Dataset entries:

——————————

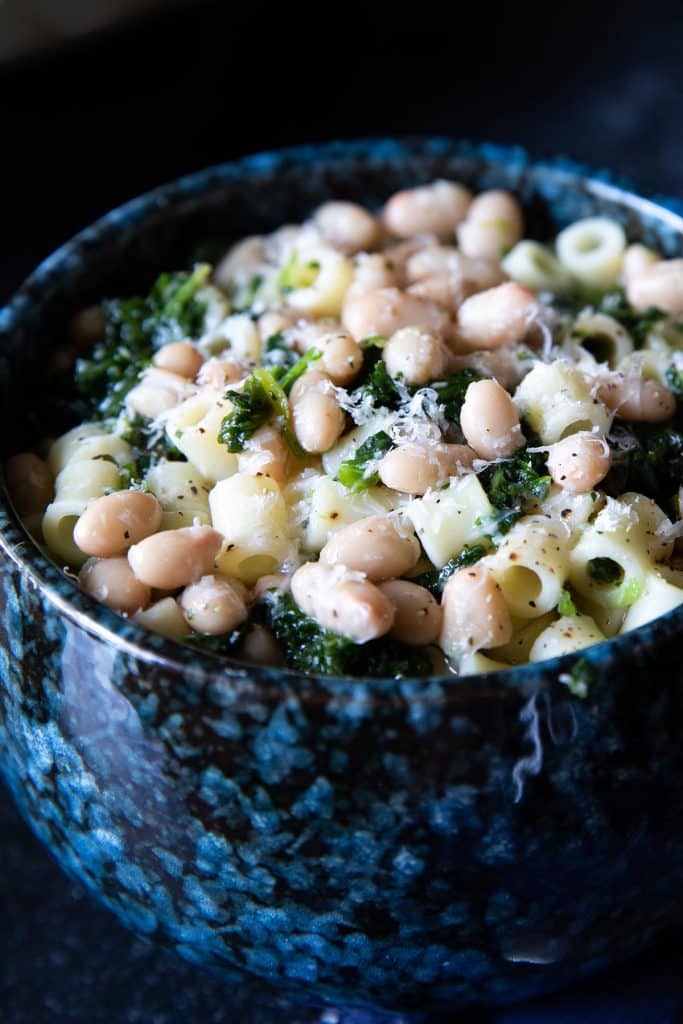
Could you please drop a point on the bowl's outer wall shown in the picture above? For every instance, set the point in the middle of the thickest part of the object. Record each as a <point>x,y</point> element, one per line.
<point>407,845</point>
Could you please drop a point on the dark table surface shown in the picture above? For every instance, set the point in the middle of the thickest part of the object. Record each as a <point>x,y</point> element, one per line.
<point>92,126</point>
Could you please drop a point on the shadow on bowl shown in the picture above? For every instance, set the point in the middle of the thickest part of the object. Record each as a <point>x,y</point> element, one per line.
<point>414,845</point>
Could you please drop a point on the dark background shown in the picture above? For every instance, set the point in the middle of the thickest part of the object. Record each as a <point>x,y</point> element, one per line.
<point>93,123</point>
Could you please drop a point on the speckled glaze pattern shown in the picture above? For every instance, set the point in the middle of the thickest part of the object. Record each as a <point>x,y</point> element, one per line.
<point>409,846</point>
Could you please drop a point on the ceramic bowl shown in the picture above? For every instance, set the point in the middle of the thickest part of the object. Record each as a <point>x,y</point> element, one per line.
<point>415,845</point>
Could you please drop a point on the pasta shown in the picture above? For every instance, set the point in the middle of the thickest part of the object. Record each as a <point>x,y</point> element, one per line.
<point>400,443</point>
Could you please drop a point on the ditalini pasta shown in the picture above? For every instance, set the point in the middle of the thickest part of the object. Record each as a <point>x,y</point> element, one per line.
<point>401,442</point>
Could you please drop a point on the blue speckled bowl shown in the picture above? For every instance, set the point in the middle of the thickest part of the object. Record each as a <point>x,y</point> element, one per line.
<point>415,845</point>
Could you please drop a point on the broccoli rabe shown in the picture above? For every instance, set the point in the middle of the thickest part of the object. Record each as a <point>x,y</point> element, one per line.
<point>513,484</point>
<point>360,472</point>
<point>133,330</point>
<point>308,647</point>
<point>436,580</point>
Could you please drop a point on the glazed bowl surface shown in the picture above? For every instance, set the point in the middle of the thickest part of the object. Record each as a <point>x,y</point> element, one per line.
<point>413,845</point>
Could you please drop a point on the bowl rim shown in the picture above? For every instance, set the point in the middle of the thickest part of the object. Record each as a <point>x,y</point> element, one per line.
<point>65,593</point>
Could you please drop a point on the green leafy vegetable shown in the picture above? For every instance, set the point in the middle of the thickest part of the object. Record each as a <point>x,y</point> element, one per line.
<point>513,484</point>
<point>605,570</point>
<point>565,605</point>
<point>580,678</point>
<point>133,330</point>
<point>261,401</point>
<point>308,647</point>
<point>359,472</point>
<point>637,323</point>
<point>436,580</point>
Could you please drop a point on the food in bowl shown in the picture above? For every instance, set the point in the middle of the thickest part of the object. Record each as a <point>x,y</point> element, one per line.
<point>394,444</point>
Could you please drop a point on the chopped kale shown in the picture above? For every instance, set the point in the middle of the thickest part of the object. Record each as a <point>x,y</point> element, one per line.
<point>581,677</point>
<point>150,444</point>
<point>647,458</point>
<point>452,391</point>
<point>637,323</point>
<point>565,605</point>
<point>605,570</point>
<point>133,330</point>
<point>261,401</point>
<point>512,484</point>
<point>279,353</point>
<point>360,472</point>
<point>226,643</point>
<point>308,647</point>
<point>436,580</point>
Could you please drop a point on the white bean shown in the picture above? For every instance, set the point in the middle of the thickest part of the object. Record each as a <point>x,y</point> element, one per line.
<point>112,581</point>
<point>414,469</point>
<point>637,399</point>
<point>266,454</point>
<point>489,421</point>
<point>375,546</point>
<point>436,208</point>
<point>579,463</point>
<point>347,226</point>
<point>475,615</point>
<point>659,285</point>
<point>175,557</point>
<point>495,223</point>
<point>113,523</point>
<point>386,310</point>
<point>418,614</point>
<point>30,482</point>
<point>498,316</point>
<point>213,605</point>
<point>342,602</point>
<point>316,416</point>
<point>179,357</point>
<point>418,355</point>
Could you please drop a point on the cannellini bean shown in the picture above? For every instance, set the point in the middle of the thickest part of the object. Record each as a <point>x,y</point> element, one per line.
<point>386,310</point>
<point>347,226</point>
<point>415,353</point>
<point>637,399</point>
<point>475,615</point>
<point>498,316</point>
<point>489,421</point>
<point>175,557</point>
<point>113,523</point>
<point>260,646</point>
<point>413,469</point>
<point>579,463</point>
<point>30,482</point>
<point>447,290</point>
<point>495,222</point>
<point>213,605</point>
<point>342,356</point>
<point>636,259</point>
<point>659,285</point>
<point>376,546</point>
<point>112,581</point>
<point>316,416</point>
<point>436,208</point>
<point>342,601</point>
<point>220,371</point>
<point>267,454</point>
<point>272,581</point>
<point>431,261</point>
<point>418,617</point>
<point>179,357</point>
<point>87,327</point>
<point>372,270</point>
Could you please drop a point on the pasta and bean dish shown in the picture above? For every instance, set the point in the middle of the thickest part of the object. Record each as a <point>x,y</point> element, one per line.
<point>396,443</point>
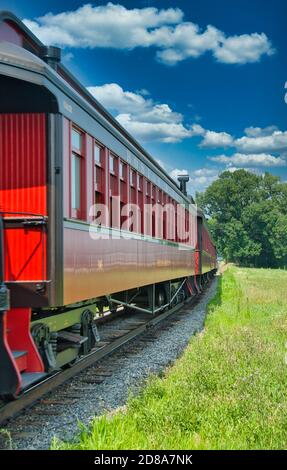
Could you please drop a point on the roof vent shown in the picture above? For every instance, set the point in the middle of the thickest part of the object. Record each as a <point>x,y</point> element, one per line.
<point>183,180</point>
<point>51,55</point>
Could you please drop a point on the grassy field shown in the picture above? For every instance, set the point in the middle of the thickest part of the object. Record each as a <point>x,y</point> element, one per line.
<point>228,390</point>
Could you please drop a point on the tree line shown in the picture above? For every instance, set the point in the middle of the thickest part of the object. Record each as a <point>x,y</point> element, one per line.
<point>247,217</point>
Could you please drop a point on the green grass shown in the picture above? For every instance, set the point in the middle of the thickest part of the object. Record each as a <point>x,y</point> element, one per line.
<point>228,390</point>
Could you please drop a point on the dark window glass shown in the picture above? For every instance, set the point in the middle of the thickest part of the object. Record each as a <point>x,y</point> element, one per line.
<point>76,182</point>
<point>76,140</point>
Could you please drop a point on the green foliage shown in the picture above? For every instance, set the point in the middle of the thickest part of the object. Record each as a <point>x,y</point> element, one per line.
<point>247,216</point>
<point>227,391</point>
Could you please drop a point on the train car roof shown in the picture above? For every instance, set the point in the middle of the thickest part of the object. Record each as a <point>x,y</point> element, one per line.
<point>34,47</point>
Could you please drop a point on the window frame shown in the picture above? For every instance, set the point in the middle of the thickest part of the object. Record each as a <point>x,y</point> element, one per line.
<point>78,213</point>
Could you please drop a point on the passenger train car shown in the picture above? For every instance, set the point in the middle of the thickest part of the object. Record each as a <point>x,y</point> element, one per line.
<point>62,156</point>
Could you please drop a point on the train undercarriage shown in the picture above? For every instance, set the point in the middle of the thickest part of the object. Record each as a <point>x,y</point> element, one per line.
<point>37,342</point>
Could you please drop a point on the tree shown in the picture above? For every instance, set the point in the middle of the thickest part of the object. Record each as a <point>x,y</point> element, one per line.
<point>247,216</point>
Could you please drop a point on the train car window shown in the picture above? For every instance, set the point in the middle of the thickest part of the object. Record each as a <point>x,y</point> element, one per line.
<point>112,164</point>
<point>76,140</point>
<point>77,173</point>
<point>121,170</point>
<point>139,181</point>
<point>132,177</point>
<point>97,154</point>
<point>76,183</point>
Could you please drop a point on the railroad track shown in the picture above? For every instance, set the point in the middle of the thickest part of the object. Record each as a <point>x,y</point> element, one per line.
<point>129,328</point>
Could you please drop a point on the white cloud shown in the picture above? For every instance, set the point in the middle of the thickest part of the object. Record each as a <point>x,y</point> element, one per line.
<point>199,179</point>
<point>142,117</point>
<point>115,26</point>
<point>176,172</point>
<point>274,142</point>
<point>216,139</point>
<point>259,131</point>
<point>243,49</point>
<point>253,160</point>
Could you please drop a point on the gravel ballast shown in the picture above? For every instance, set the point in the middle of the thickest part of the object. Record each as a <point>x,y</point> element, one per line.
<point>82,398</point>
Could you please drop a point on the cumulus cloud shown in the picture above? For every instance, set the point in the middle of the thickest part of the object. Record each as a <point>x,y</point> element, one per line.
<point>252,160</point>
<point>259,131</point>
<point>214,139</point>
<point>272,142</point>
<point>115,26</point>
<point>176,172</point>
<point>142,117</point>
<point>256,140</point>
<point>243,49</point>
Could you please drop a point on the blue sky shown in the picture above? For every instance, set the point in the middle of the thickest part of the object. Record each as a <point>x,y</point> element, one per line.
<point>199,83</point>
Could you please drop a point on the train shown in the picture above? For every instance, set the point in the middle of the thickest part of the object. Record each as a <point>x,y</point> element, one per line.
<point>76,238</point>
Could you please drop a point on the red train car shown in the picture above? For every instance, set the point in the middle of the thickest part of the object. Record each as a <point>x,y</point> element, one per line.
<point>70,179</point>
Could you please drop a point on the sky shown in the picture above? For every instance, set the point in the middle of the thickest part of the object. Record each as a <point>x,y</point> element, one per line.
<point>199,83</point>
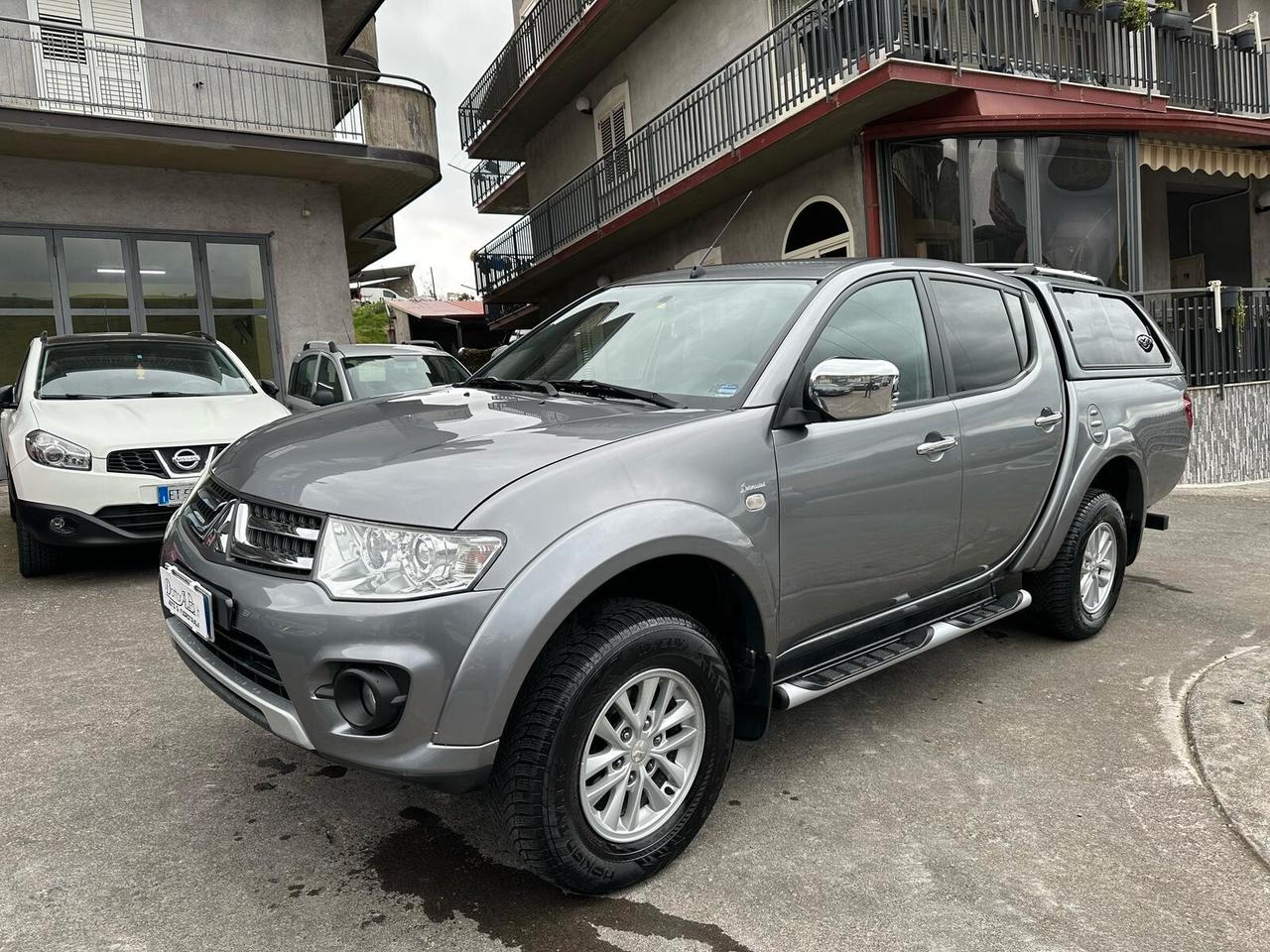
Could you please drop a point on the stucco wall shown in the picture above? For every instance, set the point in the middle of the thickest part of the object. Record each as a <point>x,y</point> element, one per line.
<point>1230,440</point>
<point>688,44</point>
<point>287,28</point>
<point>310,267</point>
<point>756,235</point>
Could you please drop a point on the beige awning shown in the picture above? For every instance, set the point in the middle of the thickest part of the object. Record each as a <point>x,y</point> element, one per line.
<point>1213,160</point>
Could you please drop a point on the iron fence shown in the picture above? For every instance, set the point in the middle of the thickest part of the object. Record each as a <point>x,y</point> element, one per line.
<point>534,37</point>
<point>489,177</point>
<point>1220,339</point>
<point>59,66</point>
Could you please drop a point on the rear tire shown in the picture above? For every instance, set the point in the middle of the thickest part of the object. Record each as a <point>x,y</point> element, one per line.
<point>35,557</point>
<point>570,726</point>
<point>1078,593</point>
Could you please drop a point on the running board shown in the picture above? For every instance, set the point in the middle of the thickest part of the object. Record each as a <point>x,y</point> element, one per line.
<point>861,664</point>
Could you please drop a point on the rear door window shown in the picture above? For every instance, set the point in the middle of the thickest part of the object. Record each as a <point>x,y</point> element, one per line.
<point>980,336</point>
<point>1107,330</point>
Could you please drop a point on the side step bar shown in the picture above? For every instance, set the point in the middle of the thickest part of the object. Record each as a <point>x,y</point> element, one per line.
<point>851,667</point>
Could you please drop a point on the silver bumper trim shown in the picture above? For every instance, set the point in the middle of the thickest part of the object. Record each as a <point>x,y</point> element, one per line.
<point>277,712</point>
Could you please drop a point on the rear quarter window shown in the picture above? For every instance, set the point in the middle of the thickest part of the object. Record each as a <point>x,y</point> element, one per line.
<point>1109,331</point>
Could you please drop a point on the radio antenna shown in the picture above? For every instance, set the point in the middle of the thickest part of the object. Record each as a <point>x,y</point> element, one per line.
<point>701,266</point>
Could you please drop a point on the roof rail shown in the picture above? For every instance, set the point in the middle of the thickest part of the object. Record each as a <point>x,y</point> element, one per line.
<point>1038,270</point>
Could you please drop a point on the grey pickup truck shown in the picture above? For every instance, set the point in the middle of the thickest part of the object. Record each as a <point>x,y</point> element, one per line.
<point>683,503</point>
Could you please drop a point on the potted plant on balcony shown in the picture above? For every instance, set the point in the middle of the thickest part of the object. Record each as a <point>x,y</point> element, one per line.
<point>1167,17</point>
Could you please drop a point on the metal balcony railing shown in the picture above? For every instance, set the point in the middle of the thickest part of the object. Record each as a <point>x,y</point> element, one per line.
<point>1220,338</point>
<point>534,37</point>
<point>489,177</point>
<point>59,66</point>
<point>826,45</point>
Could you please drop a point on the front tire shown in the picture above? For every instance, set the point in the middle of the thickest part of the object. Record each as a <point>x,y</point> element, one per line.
<point>617,747</point>
<point>35,557</point>
<point>1078,593</point>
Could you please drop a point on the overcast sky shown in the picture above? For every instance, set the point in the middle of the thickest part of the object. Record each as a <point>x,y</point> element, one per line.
<point>447,45</point>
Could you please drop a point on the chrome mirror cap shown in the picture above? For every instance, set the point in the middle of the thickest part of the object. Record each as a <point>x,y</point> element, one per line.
<point>847,389</point>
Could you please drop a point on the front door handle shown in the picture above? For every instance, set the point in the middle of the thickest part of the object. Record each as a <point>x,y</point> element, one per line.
<point>937,447</point>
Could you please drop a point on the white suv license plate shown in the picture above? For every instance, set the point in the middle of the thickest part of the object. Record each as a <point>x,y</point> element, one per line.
<point>175,495</point>
<point>189,601</point>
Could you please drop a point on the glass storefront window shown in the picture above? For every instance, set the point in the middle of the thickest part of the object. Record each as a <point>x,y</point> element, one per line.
<point>998,198</point>
<point>928,199</point>
<point>236,277</point>
<point>248,336</point>
<point>26,298</point>
<point>1060,200</point>
<point>1083,207</point>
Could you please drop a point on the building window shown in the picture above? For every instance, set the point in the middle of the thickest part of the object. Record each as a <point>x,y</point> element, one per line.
<point>820,229</point>
<point>612,130</point>
<point>80,282</point>
<point>1060,200</point>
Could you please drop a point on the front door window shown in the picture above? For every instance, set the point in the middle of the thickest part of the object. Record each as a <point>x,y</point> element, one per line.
<point>149,284</point>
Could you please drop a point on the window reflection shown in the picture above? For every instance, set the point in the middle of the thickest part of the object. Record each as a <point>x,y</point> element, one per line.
<point>998,198</point>
<point>926,189</point>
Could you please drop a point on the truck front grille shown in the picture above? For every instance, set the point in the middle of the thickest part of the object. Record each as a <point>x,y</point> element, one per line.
<point>257,535</point>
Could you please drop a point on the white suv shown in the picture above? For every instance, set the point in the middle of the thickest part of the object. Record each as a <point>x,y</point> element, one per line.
<point>105,434</point>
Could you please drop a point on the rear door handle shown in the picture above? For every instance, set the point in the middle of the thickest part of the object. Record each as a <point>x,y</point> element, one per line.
<point>1048,417</point>
<point>937,447</point>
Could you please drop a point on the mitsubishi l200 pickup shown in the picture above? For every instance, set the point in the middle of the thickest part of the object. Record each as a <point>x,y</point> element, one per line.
<point>679,506</point>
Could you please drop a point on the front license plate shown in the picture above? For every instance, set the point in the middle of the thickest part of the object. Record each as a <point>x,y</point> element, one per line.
<point>175,495</point>
<point>189,601</point>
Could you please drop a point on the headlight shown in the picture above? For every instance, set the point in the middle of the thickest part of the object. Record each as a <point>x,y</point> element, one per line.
<point>48,449</point>
<point>362,560</point>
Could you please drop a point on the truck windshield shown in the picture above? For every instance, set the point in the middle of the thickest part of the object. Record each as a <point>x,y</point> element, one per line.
<point>695,341</point>
<point>390,373</point>
<point>132,368</point>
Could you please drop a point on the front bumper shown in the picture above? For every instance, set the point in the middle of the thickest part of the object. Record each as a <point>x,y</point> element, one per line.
<point>309,636</point>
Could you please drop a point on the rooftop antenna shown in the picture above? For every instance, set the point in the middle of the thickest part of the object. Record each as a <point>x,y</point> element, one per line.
<point>701,266</point>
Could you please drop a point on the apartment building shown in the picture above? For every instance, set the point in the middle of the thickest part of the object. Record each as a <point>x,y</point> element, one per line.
<point>198,166</point>
<point>627,132</point>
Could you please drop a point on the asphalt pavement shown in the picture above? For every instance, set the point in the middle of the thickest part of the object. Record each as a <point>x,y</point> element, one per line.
<point>1003,792</point>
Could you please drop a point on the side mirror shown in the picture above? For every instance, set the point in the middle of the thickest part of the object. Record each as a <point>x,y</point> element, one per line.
<point>853,390</point>
<point>324,395</point>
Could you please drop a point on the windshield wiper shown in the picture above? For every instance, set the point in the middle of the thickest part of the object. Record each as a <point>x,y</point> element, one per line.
<point>599,389</point>
<point>534,386</point>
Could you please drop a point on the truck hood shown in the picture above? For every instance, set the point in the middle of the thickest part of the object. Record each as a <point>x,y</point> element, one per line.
<point>426,458</point>
<point>103,425</point>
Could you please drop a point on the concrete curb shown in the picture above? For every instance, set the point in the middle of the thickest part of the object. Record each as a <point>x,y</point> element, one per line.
<point>1228,730</point>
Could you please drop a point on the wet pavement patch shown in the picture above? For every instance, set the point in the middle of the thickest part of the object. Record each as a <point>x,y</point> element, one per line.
<point>444,878</point>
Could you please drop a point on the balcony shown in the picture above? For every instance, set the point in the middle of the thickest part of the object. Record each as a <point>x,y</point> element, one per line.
<point>90,95</point>
<point>835,66</point>
<point>553,53</point>
<point>499,186</point>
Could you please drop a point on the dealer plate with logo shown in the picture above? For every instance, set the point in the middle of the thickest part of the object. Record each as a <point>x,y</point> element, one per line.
<point>175,495</point>
<point>187,599</point>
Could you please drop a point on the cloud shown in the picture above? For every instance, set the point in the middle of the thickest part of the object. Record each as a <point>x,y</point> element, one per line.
<point>447,45</point>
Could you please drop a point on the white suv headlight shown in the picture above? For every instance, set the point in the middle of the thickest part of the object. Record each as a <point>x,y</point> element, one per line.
<point>48,449</point>
<point>363,560</point>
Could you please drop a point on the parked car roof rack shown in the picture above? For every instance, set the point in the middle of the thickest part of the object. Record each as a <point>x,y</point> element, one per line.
<point>1042,271</point>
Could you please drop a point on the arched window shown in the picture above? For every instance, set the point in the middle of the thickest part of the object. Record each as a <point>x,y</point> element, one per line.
<point>820,229</point>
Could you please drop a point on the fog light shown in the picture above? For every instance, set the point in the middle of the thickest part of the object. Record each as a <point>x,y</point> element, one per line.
<point>62,526</point>
<point>368,697</point>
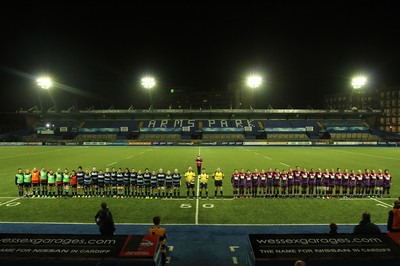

——————————

▸ **ABOUT THIS EXERCISE**
Give back, exactly and with nothing added, the lines from the line with "Could you please drop a point on the parked" through the final line of the data, both included; leave pictures out.

▸ **SOLUTION**
Could you please drop a point on the parked car roof rack shown in the picture above? For every instance, set the point in the middle of the thickest part of the object. Record each as a <point>x,y</point> element, one per line.
<point>1042,271</point>
Could you please drop a point on the arched window shown in the picture above? For every instance, set the point in the middle of the thickest part of the object. Record each as a <point>x,y</point> element, one per line.
<point>820,229</point>
Could you please drop a point on the fog light shown in the picture above? For every instance, set the point in the middle of the thickest part of the object. Record each as a <point>x,y</point> element, one per line.
<point>62,526</point>
<point>368,697</point>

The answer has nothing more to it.